Goal of the exercise: Collect every line in the items below that contains the word "bowl", and copy each of those lines out.

(Data records)
━━━━━━

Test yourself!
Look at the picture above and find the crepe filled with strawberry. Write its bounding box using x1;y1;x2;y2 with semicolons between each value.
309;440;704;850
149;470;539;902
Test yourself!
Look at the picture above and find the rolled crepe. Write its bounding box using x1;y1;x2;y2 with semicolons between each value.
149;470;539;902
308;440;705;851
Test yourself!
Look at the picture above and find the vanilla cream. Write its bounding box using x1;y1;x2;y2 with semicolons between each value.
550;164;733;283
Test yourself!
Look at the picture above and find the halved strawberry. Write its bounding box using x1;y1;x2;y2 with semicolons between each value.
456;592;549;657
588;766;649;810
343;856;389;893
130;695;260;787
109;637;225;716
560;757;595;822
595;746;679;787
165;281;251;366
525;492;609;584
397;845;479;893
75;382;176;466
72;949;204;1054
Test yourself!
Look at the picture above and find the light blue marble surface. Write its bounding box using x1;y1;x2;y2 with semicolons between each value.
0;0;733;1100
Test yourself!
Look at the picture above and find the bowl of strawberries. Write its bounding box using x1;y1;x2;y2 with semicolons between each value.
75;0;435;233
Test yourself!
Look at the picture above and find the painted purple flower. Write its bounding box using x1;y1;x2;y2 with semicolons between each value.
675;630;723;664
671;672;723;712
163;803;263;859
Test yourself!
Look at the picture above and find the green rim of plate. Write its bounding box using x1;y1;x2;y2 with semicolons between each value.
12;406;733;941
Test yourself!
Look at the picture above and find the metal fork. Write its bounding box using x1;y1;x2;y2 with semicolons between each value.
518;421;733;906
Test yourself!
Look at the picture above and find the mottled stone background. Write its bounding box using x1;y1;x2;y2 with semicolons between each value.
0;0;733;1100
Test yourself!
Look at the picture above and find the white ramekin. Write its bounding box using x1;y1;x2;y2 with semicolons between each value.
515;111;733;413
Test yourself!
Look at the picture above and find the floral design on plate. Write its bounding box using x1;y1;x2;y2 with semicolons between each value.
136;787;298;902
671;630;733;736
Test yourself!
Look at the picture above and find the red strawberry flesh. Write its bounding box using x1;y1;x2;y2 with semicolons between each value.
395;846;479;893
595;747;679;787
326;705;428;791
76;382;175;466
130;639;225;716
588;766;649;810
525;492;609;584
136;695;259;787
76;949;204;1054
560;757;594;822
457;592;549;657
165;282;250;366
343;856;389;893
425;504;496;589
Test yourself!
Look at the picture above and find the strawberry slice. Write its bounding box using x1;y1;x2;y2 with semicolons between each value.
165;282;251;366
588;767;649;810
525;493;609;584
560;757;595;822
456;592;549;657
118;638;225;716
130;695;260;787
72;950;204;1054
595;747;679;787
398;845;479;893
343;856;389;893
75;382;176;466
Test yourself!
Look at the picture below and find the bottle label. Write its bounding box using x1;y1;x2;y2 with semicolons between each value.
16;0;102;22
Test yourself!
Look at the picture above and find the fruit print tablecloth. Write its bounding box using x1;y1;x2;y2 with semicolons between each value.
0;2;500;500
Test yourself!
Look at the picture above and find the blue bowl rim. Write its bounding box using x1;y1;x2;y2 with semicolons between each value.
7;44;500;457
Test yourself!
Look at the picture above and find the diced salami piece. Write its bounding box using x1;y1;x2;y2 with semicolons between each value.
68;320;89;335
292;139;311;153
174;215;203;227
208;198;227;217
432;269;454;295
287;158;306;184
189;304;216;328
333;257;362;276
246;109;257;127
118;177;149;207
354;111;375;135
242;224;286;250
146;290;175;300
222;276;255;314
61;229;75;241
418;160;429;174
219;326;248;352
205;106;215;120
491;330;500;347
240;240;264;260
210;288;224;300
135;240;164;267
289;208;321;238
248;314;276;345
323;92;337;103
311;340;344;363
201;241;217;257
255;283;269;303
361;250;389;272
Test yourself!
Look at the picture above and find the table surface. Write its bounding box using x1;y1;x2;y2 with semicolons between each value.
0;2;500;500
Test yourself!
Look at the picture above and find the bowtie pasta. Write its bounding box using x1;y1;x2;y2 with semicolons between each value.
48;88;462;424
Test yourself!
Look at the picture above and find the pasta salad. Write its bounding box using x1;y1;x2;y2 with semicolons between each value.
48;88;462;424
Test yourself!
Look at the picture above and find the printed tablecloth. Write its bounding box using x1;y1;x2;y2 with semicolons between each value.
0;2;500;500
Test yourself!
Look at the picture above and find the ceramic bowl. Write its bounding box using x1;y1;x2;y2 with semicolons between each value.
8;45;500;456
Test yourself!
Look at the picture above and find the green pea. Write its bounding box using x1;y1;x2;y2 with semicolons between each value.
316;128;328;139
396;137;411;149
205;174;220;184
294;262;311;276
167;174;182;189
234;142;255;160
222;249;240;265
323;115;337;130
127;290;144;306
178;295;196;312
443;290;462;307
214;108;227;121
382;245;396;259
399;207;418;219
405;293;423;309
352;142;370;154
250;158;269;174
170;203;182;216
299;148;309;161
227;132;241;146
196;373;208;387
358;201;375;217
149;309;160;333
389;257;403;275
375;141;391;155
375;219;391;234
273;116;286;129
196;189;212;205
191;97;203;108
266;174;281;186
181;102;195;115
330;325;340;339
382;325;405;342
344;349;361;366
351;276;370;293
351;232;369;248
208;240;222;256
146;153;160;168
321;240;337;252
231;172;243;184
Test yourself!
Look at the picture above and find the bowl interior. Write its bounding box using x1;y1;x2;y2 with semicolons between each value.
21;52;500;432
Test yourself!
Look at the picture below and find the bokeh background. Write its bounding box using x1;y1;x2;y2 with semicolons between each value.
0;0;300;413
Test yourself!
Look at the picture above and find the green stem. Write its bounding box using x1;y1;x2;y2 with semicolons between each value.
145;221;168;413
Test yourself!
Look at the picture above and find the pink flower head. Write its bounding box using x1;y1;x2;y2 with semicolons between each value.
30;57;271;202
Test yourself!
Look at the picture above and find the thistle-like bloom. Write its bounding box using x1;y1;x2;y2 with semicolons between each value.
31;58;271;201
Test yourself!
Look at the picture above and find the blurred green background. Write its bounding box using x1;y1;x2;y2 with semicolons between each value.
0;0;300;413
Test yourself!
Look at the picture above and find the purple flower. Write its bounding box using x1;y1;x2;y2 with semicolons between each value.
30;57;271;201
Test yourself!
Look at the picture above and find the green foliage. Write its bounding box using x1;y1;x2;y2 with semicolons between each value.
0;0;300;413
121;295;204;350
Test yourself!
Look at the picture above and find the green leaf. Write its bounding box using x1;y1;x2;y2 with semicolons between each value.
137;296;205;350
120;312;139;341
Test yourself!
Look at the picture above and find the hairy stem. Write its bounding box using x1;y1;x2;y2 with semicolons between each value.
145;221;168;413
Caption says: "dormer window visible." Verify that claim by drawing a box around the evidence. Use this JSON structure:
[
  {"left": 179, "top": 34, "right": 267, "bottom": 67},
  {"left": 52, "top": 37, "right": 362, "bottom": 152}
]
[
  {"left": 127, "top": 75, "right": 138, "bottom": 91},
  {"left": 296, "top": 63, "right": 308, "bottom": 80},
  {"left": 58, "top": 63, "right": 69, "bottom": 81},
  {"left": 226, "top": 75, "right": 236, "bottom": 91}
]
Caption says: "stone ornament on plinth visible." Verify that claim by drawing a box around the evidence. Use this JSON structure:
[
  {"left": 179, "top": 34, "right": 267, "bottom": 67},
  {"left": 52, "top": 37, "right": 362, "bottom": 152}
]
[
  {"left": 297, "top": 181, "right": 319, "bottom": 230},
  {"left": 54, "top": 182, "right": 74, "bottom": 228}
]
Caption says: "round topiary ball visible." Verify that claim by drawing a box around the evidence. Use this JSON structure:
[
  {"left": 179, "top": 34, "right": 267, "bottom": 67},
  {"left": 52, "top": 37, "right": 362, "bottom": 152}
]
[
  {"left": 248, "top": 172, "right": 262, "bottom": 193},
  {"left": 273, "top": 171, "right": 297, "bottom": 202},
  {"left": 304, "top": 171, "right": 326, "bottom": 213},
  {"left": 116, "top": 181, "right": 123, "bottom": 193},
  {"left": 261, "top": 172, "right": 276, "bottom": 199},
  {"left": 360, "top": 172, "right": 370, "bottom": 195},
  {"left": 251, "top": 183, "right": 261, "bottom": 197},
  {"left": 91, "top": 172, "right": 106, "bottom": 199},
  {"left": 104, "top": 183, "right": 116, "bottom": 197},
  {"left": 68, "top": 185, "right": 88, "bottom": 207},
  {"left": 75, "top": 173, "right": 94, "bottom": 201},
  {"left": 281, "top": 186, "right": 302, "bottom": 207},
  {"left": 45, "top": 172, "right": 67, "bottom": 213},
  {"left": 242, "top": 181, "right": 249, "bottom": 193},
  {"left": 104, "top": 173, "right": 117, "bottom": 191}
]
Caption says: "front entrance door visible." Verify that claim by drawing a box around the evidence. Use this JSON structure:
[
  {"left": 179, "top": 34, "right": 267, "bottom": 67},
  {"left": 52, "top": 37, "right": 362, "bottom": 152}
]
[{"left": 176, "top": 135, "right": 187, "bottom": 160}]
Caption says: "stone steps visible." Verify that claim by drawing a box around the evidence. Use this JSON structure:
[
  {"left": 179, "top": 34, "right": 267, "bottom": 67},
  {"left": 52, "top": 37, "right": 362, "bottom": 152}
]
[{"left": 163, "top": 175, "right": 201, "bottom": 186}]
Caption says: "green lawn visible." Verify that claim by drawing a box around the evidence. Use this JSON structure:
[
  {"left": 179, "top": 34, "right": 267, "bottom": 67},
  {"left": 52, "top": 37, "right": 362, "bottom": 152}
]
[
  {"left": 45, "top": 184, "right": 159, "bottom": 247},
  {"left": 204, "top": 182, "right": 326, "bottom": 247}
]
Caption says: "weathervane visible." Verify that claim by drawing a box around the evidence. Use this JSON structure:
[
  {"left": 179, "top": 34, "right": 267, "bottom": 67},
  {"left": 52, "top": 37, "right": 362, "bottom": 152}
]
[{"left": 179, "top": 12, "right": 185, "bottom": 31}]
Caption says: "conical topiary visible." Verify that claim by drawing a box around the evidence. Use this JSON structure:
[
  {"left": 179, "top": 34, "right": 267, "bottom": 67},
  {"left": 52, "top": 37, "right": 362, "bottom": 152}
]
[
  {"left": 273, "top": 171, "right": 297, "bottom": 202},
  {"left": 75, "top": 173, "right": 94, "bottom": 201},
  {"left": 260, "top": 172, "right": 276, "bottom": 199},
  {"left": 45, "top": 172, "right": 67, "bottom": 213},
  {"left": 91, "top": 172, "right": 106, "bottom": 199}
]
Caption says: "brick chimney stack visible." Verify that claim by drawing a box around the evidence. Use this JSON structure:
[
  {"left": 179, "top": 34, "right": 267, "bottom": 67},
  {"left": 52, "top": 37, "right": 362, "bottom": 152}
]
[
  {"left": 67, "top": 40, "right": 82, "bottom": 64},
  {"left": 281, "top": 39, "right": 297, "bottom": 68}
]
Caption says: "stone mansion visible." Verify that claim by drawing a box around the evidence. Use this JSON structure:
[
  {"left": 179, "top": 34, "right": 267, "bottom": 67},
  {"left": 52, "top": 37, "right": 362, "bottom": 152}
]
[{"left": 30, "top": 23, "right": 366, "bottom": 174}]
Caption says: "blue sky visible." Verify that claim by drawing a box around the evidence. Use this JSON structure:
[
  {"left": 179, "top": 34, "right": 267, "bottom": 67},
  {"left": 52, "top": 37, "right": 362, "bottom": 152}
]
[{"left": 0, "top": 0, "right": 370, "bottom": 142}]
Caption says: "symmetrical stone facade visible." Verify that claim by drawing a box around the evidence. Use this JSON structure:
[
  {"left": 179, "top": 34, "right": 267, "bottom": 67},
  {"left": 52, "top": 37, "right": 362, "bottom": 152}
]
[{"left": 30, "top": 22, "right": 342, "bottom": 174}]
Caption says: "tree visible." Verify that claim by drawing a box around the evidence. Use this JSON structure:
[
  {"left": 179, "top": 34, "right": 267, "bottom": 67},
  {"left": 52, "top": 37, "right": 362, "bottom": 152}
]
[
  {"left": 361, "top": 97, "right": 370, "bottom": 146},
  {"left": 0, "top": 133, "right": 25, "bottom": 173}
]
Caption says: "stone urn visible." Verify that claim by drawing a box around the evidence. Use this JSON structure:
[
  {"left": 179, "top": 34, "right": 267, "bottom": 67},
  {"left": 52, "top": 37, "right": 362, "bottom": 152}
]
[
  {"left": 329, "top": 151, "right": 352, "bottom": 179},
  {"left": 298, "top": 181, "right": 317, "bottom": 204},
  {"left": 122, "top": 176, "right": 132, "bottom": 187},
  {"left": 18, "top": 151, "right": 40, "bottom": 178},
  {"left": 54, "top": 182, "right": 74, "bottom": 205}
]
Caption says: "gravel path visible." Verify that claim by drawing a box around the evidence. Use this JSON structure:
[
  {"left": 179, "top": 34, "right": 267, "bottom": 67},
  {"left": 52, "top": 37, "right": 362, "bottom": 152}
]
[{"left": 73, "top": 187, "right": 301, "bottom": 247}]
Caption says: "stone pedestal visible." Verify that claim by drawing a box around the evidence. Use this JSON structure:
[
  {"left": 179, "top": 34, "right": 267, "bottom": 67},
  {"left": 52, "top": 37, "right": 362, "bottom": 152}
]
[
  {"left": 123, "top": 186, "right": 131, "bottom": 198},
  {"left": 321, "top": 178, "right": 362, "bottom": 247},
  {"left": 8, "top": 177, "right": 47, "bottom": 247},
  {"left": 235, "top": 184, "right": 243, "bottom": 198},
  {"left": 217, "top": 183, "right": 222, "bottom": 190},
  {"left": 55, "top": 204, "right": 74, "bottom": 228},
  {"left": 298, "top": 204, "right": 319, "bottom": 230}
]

━━━━━━

Result of the task:
Look at the picture above and find the bowl of strawberries. Write its bounding box using x1;y1;x2;y2 with semicolons between each value.
Look at the picture above and find the blue bowl rim. Write its bounding box using x1;y1;x2;y2 with semicolons between each value.
Look at the picture above and find the ceramic bowl. Write its bounding box using x1;y1;x2;y2 with semicolons between each value.
Look at the picture above and find the bowl interior. Write its bounding box using x1;y1;x2;y2 with semicolons between each value.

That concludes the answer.